◆ Data to process ◆
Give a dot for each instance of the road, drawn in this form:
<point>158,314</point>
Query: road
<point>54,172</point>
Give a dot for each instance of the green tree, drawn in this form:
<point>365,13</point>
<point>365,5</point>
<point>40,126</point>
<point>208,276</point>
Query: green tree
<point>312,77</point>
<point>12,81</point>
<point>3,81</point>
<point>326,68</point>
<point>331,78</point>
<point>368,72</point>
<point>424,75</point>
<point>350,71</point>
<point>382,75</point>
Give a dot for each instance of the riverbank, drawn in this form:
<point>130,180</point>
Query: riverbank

--

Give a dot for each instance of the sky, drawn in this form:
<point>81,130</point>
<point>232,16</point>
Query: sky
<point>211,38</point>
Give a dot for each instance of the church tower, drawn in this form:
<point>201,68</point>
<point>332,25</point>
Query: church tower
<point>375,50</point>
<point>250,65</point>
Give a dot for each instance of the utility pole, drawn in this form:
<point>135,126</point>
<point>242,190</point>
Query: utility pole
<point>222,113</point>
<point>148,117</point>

◆ Exercise brief ◆
Please give again the lines above between the line holding "Give a dot for each instance of the road, drawn" and the line holding "Query: riverbank", inclusive, exactly as they are and with nothing added.

◆ Written solution ◆
Give a dot for each instance of the road, drawn in this form:
<point>158,314</point>
Query: road
<point>54,172</point>
Give a dot for each instance of the green tree, drawn in this form:
<point>365,13</point>
<point>365,5</point>
<point>40,126</point>
<point>208,276</point>
Query: green tree
<point>312,77</point>
<point>12,81</point>
<point>3,81</point>
<point>326,68</point>
<point>331,78</point>
<point>368,72</point>
<point>424,75</point>
<point>350,71</point>
<point>382,75</point>
Give a dot for each instance of the riverbank, drawn in this form:
<point>130,180</point>
Query: riverbank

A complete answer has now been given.